> _Problem_
Rescale the data from the line that contains "[indicate] one point per instance, sample <point>91,11</point>." through the line that contains "<point>646,413</point>", reproducing every line in that stretch but leaving out the picture markers. Multiply each answer point's coordinates by 0.3 and round to whole numbers, halves up, leaving each sample point unchanged.

> _Stored records_
⟨

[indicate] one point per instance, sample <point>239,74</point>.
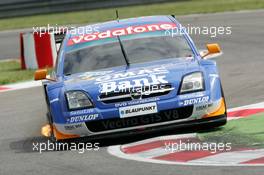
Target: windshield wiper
<point>123,50</point>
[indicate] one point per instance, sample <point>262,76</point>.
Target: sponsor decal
<point>192,95</point>
<point>203,107</point>
<point>72,127</point>
<point>82,118</point>
<point>193,101</point>
<point>112,83</point>
<point>120,32</point>
<point>80,112</point>
<point>135,102</point>
<point>136,121</point>
<point>136,110</point>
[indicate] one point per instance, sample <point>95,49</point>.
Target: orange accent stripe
<point>220,110</point>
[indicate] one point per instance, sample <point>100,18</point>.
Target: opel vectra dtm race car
<point>131,76</point>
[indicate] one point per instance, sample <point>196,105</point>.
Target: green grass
<point>242,132</point>
<point>177,8</point>
<point>10,72</point>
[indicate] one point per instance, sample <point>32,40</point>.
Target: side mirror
<point>40,74</point>
<point>213,50</point>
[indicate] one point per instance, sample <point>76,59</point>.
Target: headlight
<point>77,100</point>
<point>192,83</point>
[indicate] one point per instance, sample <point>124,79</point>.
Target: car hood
<point>169,71</point>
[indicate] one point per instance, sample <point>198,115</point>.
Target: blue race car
<point>131,76</point>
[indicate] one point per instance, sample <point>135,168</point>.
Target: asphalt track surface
<point>241,67</point>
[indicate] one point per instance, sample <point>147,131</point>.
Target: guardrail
<point>13,8</point>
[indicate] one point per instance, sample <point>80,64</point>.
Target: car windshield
<point>137,50</point>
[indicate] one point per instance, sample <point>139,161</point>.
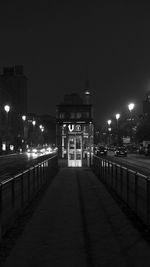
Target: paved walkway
<point>79,224</point>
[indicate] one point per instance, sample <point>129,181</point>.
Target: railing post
<point>148,201</point>
<point>1,211</point>
<point>127,186</point>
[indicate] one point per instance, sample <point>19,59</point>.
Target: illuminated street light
<point>24,117</point>
<point>117,116</point>
<point>7,108</point>
<point>34,122</point>
<point>131,106</point>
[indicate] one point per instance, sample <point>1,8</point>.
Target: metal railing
<point>131,186</point>
<point>17,192</point>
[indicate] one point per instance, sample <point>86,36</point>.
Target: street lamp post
<point>117,118</point>
<point>24,127</point>
<point>7,109</point>
<point>131,107</point>
<point>33,123</point>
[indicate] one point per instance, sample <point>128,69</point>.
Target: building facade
<point>74,128</point>
<point>13,92</point>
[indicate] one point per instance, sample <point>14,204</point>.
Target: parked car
<point>101,151</point>
<point>120,151</point>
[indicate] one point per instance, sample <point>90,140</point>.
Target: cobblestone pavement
<point>78,223</point>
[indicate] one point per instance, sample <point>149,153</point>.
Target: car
<point>101,151</point>
<point>120,151</point>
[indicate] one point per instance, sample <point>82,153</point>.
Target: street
<point>13,164</point>
<point>136,162</point>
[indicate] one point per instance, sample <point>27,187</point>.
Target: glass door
<point>75,151</point>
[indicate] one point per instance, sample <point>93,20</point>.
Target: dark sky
<point>57,41</point>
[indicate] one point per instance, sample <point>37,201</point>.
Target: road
<point>13,164</point>
<point>136,162</point>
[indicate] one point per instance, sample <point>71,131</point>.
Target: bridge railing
<point>131,186</point>
<point>17,192</point>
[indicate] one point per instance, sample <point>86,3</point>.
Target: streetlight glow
<point>34,122</point>
<point>24,117</point>
<point>117,116</point>
<point>7,108</point>
<point>109,122</point>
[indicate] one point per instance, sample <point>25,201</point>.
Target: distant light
<point>24,117</point>
<point>131,106</point>
<point>109,122</point>
<point>87,93</point>
<point>117,116</point>
<point>11,147</point>
<point>7,108</point>
<point>4,146</point>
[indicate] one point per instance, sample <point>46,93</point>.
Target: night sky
<point>60,42</point>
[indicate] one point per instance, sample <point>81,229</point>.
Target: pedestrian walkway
<point>79,224</point>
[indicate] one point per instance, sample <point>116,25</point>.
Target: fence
<point>132,187</point>
<point>18,191</point>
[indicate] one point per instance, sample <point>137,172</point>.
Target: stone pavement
<point>79,224</point>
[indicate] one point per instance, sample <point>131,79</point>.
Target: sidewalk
<point>79,224</point>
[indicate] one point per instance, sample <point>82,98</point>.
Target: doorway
<point>75,151</point>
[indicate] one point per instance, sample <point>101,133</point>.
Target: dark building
<point>74,128</point>
<point>15,83</point>
<point>13,92</point>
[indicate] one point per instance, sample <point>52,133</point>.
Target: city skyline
<point>57,42</point>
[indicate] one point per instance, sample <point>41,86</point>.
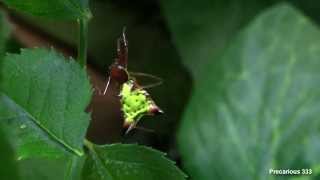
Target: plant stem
<point>83,42</point>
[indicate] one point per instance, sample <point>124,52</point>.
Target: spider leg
<point>106,88</point>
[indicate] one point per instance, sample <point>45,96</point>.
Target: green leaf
<point>42,103</point>
<point>4,32</point>
<point>201,29</point>
<point>130,162</point>
<point>8,167</point>
<point>257,107</point>
<point>57,9</point>
<point>62,168</point>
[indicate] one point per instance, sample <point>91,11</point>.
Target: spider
<point>135,101</point>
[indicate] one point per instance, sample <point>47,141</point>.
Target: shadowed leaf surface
<point>131,162</point>
<point>42,103</point>
<point>57,9</point>
<point>257,107</point>
<point>8,167</point>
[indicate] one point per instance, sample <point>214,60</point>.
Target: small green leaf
<point>8,167</point>
<point>130,162</point>
<point>42,103</point>
<point>62,168</point>
<point>55,9</point>
<point>257,107</point>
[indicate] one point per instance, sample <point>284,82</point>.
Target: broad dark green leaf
<point>55,9</point>
<point>42,103</point>
<point>4,32</point>
<point>8,167</point>
<point>257,107</point>
<point>201,29</point>
<point>130,162</point>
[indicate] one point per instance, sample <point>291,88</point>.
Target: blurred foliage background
<point>231,95</point>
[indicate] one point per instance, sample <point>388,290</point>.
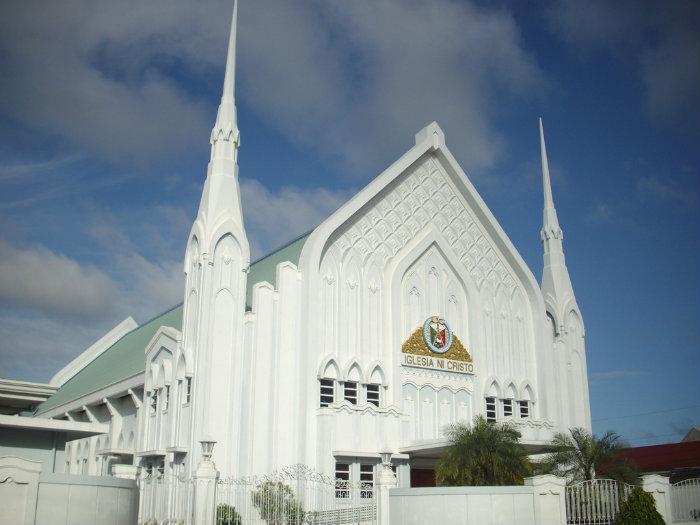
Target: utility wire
<point>646,413</point>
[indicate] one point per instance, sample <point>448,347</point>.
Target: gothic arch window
<point>373,389</point>
<point>552,324</point>
<point>508,400</point>
<point>492,395</point>
<point>525,402</point>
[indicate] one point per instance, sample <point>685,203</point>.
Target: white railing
<point>595,502</point>
<point>685,500</point>
<point>295,495</point>
<point>166,499</point>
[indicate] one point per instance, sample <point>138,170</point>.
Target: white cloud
<point>355,80</point>
<point>36,347</point>
<point>275,217</point>
<point>351,80</point>
<point>42,280</point>
<point>651,188</point>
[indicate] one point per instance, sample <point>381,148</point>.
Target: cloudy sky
<point>106,108</point>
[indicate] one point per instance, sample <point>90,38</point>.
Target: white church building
<point>405,311</point>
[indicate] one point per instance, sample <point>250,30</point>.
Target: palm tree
<point>482,454</point>
<point>580,455</point>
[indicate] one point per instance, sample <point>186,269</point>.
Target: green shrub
<point>482,454</point>
<point>639,509</point>
<point>277,503</point>
<point>227,515</point>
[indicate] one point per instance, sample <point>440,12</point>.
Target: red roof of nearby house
<point>663,458</point>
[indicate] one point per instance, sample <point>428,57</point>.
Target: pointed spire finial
<point>230,76</point>
<point>226,126</point>
<point>548,201</point>
<point>550,223</point>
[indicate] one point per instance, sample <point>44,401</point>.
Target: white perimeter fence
<point>595,502</point>
<point>685,500</point>
<point>598,502</point>
<point>295,495</point>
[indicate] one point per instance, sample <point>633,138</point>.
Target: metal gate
<point>595,502</point>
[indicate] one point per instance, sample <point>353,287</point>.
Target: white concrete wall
<point>539,502</point>
<point>463,506</point>
<point>78,500</point>
<point>30,497</point>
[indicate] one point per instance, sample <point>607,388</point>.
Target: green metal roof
<point>265,268</point>
<point>126,357</point>
<point>123,359</point>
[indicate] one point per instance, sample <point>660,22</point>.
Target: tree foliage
<point>483,454</point>
<point>579,456</point>
<point>277,503</point>
<point>227,515</point>
<point>639,509</point>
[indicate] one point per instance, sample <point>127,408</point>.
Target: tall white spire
<point>216,262</point>
<point>550,223</point>
<point>556,284</point>
<point>226,125</point>
<point>568,352</point>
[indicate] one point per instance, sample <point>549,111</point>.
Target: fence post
<point>660,488</point>
<point>205,479</point>
<point>387,481</point>
<point>549,495</point>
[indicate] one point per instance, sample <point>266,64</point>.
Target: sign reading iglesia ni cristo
<point>436,347</point>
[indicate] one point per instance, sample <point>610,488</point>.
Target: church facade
<point>405,311</point>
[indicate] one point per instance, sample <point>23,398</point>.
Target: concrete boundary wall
<point>70,500</point>
<point>29,497</point>
<point>539,502</point>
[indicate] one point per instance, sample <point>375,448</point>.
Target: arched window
<point>507,401</point>
<point>350,385</point>
<point>492,395</point>
<point>327,381</point>
<point>525,402</point>
<point>373,389</point>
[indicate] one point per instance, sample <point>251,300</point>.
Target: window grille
<point>524,409</point>
<point>350,392</point>
<point>507,405</point>
<point>326,392</point>
<point>490,409</point>
<point>366,480</point>
<point>342,480</point>
<point>188,389</point>
<point>154,401</point>
<point>373,394</point>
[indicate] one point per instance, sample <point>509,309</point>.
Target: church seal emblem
<point>437,334</point>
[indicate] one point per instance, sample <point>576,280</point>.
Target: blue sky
<point>106,108</point>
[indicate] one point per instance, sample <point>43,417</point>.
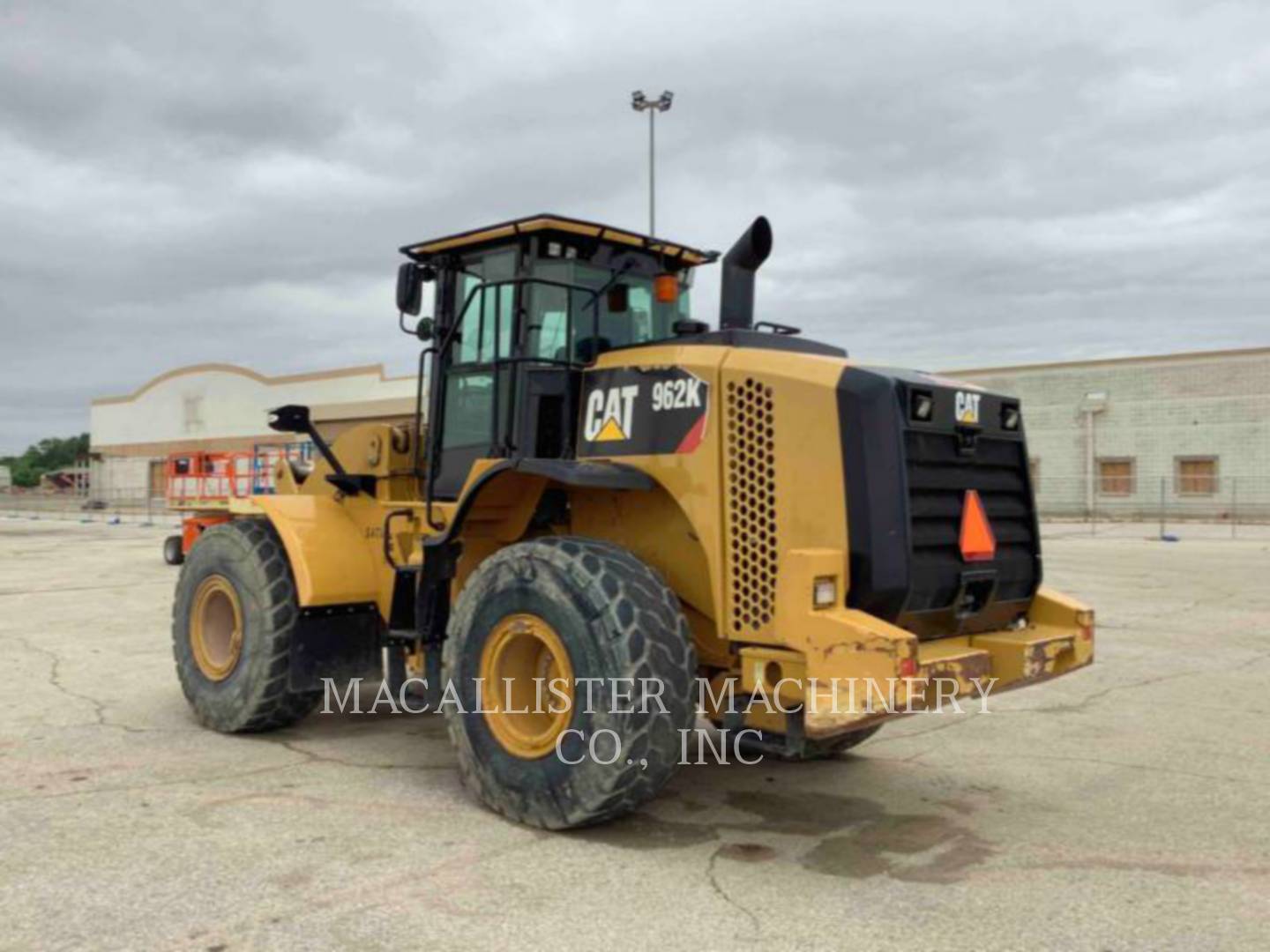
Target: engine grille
<point>751,480</point>
<point>938,478</point>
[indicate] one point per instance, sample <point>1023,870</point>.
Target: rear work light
<point>923,405</point>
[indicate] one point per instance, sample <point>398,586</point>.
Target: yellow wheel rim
<point>216,628</point>
<point>526,686</point>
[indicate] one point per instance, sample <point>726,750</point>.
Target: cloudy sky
<point>952,184</point>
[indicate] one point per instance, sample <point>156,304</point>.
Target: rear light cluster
<point>921,405</point>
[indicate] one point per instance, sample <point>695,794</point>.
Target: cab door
<point>476,395</point>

⟩

> _Written solution_
[indicate] one point per instance, sample <point>91,11</point>.
Target: spider
<point>41,30</point>
[indicate] one point per instance, sample <point>47,141</point>.
Target: shadowed leaf surface
<point>39,49</point>
<point>13,31</point>
<point>17,3</point>
<point>77,32</point>
<point>2,50</point>
[indicate] one point per instance, sample <point>214,60</point>.
Target: small green leaf
<point>2,50</point>
<point>39,49</point>
<point>13,31</point>
<point>19,50</point>
<point>17,3</point>
<point>77,32</point>
[indicate] one point per instance, sample <point>284,82</point>.
Target: broad dark green leaf
<point>17,3</point>
<point>13,31</point>
<point>1,10</point>
<point>2,50</point>
<point>77,32</point>
<point>60,9</point>
<point>39,49</point>
[indicate] one point per instance, sample <point>291,88</point>.
Target: blurred foliage background
<point>69,29</point>
[indicate] one point per instance, sample <point>388,290</point>.
Target: utility wire
<point>194,124</point>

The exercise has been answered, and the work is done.